Exercise instructions:
Start to finish, reproduce the records below with nothing missing.

Data to use:
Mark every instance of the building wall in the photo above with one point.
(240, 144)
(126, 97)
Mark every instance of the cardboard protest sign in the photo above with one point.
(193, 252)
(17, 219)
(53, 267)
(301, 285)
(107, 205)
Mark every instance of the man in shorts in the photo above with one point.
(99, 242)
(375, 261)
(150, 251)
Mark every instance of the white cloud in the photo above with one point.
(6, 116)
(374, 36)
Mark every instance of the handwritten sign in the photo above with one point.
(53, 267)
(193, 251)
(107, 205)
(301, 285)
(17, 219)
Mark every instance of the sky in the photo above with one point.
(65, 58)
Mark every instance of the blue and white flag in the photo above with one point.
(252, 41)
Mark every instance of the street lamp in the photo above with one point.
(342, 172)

Task solution:
Mark every instance of the building wall in the photo above with one point.
(240, 144)
(126, 97)
Mark every instance of the cardboard protest sign in the photo above with one point.
(193, 252)
(17, 219)
(53, 267)
(301, 285)
(107, 205)
Mark every instance of the man in shorts in the photo above with one point.
(99, 242)
(375, 261)
(150, 251)
Mark every instance of the white cloud in the photo above with one point.
(6, 116)
(374, 36)
Mark every instance of the handwritten sign in the photo above with one point.
(53, 267)
(193, 251)
(107, 205)
(301, 285)
(17, 219)
Mark every instance of the sky in the photo above with one point.
(65, 58)
Mark every instance of the blue and white flag in the photo above with one point.
(252, 41)
Mark every instance of the street lamp in the photo above with one point.
(342, 172)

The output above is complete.